As it turns out, I did, in fact recieve a pair. I placed them together in a 5 gallon sterlite to see the reaction between the 2 and the male immediately approached the female and called a little bit. The female turned around to face him and sat in a relaxed position as he was calling. There was no physical contact whatsoever and has not been since. The calling hasn't continued any since then but I'm sure that it will once they are placed in the 20H that I am preparing for them. 

-Bill J.


----------



## Guest (Jul 23, 2004)

BTW, the top image is of the female and the bottom 3 are the male.

-Bill J.


----------



## Ed Martin (Mar 25, 2004)

Hey Bill, that is great news! Are you starting a waiting list yet ;-)
Ed


----------



## kyle1745 (Feb 15, 2004)

great news bill, best of luck with them.


----------



## Guest (Jul 23, 2004)

I was checking out a map of Panama on Saurain's site and noticed a city on the mainland called Almirante. Just thought I'd throw that out so you all have an idea if you didn't already of where they may have possibly came from.Very nice frogs BTW.
Mark W.


----------



## khoff (Feb 18, 2004)

http://www.dendrobatesworld.com has a great map of bocas del toro area showing where most of the morphs come from. Great pictures too.


----------



## Guest (Jul 23, 2004)

Thanks guys! I know this is pure speculation on the sexing of the non-calling frog but as most of us know, if 2 male pumilio come together, it most likely results in them rolling through the viv fighting like mad. Also their is a substantial size difference lengthwise. So I'm pretty sure they are a pair.

-Bill J.


----------



## Guest (Jul 23, 2004)

Ed Martin said:


> Hey Bill, that is great news! Are you starting a waiting list yet ;-)
> Ed


Right now I'm just hoping to get them breeding. What few offpsring they do put out will be held back and traded for other bloodlines. It'll probably be a long way off before these will be available to the public. 

-Bill J.


----------



## Guest (Jul 23, 2004)

I've spent some time on the island and will look for pictures of there when I get some free time.
j


----------



## Uncle Sal (May 7, 2004)

thats a cool map on that website khoff, 

Yea please bill add me on that list, if there is one, the way you guys describe these pums makes me want a pair so bad.


----------



## Ed Martin (Mar 25, 2004)

Bill just kidding.... but I really hope that guys like you can get them to breed. 
Ed


----------

Extracted records
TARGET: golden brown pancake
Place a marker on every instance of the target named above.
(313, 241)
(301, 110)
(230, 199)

* Exercise prompt
Reproduce the forum thread starting with "## Uncle Sal" and going on through "pair so bad.", swapping "website" for "site" wherever it occurs.

* Written solution
## Uncle Sal (May 7, 2004)

thats a cool map on that site khoff, 

Yea please bill add me on that list, if there is one, the way you guys describe these pums makes me want a pair so bad.